__Document segment__.
"He's on a roll the way he's been pitching lately," Latos said of Wainwright. "I knew I had to match up. It's one of those things where one mistake could cost you the game, especially the way he's been pitching. I just beared down and attacked as much as possible."
Latos gave up five hits and three walks while striking out four, but almost every inning required him to work out of trouble; St. Louis was 1-for-7 with runners in scoring position while he was on the mound and stranded 10 men overall.
Cincinnati jumped out to a one-run lead against Wainwright in the first inning. It began with leadoff hitter Shin-Soo Choo's double near the left-field line and Zack Cozart's sacrifice, which put the runner on third base. Joey Votto's single, lined into right field, scored Choo.
"It was a tough game to lose," said Wainwright, who has a 2.03 ERA after six starts. "Their guy, Latos, threw some tough pitches. Sometimes you have to match up zeros with someone who is throwing great, and tonight I didn't match zeros."
In the fourth inning, Todd Frazier's one-out double off of the right-field wall put runners on second and third base. After being down in a 0-2 count against Wainwright, Xavier Paul worked through an admirable at-bat, fouling off three straight 1-2 pitches before hitting a broken-bat grounder to shortstop that was slow enough to score Jay Bruce.

__Exercise instructions__.
**A)** Name every player mentioned in the game recap.
**B)** Answer these from the game recap:
(i) How many hits did Latos give up?
(ii) What is Wainwright's ERA after six starts?
(iii) Which player opened the first inning with a double near the left-field line?
**C)** For each statement, say whether the game recap supports it. Quote the words that decide it.
(i) Latos struck out four batters.
(ii) St. Louis stranded 12 runners overall.
(iii) Xavier Paul's broken-bat grounder went to second base.

__Raw data__.
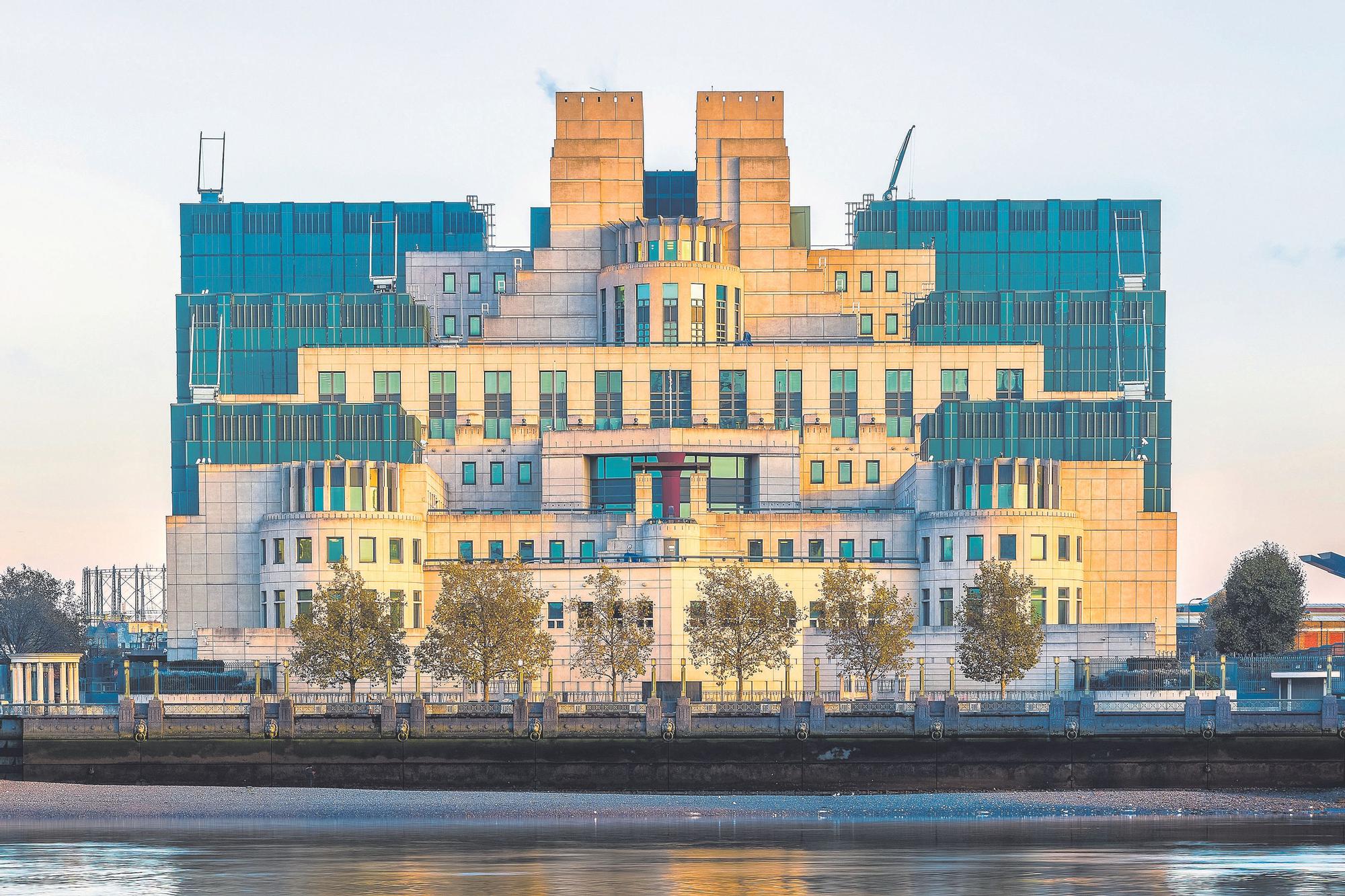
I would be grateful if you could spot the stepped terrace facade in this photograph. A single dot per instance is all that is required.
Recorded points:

__Solutions__.
**A)** Latos, Wainwright, Shin-Soo Choo, Zack Cozart, Joey Votto, Todd Frazier, Xavier Paul, Jay Bruce

**B)**
(i) Five
(ii) 2.03
(iii) Shin-Soo Choo

**C)**
(i) Yes: "striking out four"
(ii) No: "stranded 10 men overall"
(iii) No: "hitting a broken-bat grounder to shortstop"